Stated task: Beginning at the line containing "Objective — one dot on each instance of the balcony", output every line to the end of the data below exactly as it appears.

** BEGIN Exercise inputs **

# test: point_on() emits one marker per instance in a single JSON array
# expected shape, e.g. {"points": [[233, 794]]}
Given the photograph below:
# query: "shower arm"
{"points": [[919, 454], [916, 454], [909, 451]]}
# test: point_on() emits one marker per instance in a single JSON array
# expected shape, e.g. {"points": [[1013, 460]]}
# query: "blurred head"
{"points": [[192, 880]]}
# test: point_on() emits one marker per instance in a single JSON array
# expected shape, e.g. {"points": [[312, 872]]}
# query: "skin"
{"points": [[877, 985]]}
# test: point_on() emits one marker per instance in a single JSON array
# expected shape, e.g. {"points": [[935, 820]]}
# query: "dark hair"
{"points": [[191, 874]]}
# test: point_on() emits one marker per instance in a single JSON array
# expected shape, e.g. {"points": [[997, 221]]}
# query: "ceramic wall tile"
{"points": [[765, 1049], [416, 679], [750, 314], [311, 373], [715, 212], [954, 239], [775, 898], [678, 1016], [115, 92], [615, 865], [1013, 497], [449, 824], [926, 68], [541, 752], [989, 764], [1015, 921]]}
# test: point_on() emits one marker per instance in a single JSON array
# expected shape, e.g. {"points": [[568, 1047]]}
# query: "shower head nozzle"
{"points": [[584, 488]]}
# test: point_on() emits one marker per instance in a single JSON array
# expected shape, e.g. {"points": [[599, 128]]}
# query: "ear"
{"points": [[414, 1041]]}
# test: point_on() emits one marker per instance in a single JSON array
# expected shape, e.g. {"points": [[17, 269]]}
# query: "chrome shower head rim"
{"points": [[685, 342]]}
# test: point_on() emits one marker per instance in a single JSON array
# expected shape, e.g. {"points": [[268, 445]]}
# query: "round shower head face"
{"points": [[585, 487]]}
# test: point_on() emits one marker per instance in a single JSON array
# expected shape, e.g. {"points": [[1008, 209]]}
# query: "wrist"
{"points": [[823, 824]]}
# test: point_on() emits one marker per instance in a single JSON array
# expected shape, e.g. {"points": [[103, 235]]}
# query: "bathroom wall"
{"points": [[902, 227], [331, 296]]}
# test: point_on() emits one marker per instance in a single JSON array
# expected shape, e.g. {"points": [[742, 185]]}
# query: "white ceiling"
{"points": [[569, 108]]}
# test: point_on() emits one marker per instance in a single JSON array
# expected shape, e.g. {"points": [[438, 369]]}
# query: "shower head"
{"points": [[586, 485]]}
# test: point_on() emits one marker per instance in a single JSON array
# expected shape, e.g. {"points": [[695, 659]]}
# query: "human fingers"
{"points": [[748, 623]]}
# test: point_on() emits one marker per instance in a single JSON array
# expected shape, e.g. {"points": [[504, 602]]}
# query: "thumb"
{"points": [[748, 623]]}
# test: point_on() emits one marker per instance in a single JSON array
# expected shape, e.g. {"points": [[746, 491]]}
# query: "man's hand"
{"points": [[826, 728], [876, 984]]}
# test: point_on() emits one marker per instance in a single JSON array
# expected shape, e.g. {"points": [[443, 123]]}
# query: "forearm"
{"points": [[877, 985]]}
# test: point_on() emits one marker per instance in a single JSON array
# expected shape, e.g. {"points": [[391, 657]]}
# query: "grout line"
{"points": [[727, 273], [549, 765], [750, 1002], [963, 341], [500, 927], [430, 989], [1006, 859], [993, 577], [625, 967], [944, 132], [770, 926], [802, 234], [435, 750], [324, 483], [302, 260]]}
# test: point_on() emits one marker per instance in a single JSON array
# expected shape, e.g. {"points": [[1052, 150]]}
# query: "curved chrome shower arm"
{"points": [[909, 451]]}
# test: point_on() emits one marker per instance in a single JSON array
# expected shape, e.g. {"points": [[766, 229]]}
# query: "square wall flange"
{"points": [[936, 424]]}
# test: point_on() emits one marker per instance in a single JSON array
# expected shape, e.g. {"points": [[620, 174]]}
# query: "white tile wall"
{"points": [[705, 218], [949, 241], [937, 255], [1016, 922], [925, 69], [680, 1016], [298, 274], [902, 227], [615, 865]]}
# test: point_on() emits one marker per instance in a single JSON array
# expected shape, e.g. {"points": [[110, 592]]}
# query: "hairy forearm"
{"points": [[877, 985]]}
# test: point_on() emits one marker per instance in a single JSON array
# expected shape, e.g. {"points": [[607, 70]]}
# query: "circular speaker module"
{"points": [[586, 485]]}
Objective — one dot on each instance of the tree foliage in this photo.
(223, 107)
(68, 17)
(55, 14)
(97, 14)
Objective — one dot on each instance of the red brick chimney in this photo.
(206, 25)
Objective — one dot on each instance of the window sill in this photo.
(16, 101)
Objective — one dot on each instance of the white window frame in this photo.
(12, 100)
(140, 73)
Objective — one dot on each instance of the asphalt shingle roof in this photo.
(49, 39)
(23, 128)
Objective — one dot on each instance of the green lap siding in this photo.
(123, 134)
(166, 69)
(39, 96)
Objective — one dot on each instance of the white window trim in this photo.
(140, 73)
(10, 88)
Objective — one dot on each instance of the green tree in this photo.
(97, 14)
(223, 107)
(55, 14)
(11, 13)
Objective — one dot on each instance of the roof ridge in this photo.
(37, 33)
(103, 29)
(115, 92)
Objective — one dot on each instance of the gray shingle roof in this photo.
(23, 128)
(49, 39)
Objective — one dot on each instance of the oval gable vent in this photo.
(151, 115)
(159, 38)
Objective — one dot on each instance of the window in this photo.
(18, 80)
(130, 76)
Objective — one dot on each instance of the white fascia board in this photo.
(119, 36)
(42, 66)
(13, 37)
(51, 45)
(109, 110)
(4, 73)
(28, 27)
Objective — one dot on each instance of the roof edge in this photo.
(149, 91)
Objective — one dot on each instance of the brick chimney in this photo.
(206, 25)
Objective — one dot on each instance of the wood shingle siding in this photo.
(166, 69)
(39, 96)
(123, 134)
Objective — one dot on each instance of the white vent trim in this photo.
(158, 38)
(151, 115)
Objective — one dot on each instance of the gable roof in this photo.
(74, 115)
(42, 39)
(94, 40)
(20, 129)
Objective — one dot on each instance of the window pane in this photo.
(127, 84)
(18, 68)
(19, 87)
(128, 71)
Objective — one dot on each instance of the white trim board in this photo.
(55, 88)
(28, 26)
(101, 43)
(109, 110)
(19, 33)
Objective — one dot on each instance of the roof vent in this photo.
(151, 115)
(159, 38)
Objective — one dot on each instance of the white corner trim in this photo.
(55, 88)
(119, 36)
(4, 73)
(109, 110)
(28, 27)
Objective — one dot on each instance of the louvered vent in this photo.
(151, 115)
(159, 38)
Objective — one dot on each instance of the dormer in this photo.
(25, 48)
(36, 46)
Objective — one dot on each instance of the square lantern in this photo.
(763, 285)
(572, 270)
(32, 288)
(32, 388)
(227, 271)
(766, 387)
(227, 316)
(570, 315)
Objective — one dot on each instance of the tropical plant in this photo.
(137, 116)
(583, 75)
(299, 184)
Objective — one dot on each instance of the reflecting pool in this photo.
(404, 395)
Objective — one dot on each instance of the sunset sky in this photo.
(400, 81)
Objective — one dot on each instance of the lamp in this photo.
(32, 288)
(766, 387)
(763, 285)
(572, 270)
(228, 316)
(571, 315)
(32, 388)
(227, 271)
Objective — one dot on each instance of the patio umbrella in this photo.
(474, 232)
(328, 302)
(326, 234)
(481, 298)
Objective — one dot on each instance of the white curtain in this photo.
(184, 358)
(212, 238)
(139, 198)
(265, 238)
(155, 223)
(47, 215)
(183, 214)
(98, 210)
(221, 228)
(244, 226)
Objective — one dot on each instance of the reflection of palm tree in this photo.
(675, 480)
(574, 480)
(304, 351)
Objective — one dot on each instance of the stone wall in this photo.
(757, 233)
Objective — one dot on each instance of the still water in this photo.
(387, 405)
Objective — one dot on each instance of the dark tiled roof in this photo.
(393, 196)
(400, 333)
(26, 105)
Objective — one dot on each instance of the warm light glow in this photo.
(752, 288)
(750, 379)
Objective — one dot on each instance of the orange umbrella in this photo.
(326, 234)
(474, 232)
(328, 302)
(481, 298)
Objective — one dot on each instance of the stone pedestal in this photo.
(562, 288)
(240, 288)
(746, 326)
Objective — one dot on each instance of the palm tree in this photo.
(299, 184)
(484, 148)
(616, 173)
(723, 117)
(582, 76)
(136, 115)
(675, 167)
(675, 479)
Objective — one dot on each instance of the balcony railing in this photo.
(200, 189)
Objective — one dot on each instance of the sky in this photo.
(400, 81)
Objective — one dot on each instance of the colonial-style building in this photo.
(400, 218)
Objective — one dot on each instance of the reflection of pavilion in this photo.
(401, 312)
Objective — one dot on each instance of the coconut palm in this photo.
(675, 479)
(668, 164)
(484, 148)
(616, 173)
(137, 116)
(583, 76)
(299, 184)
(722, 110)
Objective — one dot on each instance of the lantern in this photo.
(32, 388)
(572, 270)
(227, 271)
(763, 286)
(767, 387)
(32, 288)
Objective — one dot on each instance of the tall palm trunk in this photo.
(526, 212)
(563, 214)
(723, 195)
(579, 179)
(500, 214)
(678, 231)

** END Exercise inputs **

Response:
Objective — one dot on each instance of the balcony railing in this photo.
(200, 189)
Objective — one dot on each instance of the sky in this photo.
(400, 81)
Objective — one dot on each instance of the colonial-style building in this photo.
(400, 218)
Objective — one dot on each instance of the reflection of pavilion in this photo.
(401, 312)
Objective — one dot on each instance of the coconut palm in this photo.
(675, 479)
(668, 164)
(484, 148)
(616, 173)
(137, 116)
(583, 76)
(299, 184)
(722, 110)
Objective — one dot on each instance of the lantern in this photo.
(32, 388)
(572, 270)
(227, 271)
(763, 286)
(767, 387)
(32, 288)
Objective — one dot on each instance of the tall palm trunk in this photo.
(526, 212)
(563, 214)
(723, 195)
(579, 179)
(500, 214)
(678, 231)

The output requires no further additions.